- **Stored data**
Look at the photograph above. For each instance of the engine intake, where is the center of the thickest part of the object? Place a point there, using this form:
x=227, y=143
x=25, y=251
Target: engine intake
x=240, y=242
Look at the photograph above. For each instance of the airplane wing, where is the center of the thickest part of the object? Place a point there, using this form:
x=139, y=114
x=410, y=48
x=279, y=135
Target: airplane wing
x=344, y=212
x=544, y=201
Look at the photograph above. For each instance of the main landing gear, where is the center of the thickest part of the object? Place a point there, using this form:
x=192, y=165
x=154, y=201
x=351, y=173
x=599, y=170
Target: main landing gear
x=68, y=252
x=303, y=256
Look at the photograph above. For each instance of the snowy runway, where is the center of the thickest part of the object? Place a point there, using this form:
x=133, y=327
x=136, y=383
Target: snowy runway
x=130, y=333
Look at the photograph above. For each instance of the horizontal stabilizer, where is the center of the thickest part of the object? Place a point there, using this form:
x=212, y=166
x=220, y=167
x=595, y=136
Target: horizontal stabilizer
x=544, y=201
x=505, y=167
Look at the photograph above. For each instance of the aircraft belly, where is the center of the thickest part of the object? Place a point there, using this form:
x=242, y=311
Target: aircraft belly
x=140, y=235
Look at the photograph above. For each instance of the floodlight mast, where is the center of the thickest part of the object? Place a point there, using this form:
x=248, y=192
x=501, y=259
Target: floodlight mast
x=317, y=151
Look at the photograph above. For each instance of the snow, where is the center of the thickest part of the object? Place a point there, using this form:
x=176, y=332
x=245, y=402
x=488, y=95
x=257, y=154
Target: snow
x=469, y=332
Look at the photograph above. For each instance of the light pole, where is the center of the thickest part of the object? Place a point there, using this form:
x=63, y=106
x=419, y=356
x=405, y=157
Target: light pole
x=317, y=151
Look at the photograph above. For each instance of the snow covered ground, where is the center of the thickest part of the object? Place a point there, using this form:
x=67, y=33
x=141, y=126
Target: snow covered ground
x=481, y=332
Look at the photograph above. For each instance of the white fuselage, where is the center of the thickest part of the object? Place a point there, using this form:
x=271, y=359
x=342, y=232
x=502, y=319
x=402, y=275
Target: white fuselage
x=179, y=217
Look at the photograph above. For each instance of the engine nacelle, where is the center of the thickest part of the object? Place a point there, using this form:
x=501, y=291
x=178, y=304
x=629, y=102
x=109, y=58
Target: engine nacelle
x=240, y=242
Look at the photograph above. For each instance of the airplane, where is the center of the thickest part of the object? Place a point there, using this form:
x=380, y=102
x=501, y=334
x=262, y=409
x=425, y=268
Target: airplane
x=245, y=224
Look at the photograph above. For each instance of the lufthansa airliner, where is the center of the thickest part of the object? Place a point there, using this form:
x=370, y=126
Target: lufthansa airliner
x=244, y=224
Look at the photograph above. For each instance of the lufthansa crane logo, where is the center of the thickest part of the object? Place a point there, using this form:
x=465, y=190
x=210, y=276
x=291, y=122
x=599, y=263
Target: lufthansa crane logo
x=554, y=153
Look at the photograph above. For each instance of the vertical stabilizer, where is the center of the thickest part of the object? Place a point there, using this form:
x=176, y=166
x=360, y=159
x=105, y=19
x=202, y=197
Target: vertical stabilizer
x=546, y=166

* * *

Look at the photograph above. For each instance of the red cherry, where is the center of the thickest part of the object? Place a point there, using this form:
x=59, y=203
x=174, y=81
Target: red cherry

- **Work item**
Take every line above where "cherry" appears and copy it.

- **Completed exercise**
Look at the photograph above. For each instance of the red cherry, where is the center of the thickest part of the object? Place a point there, using this form:
Target: red cherry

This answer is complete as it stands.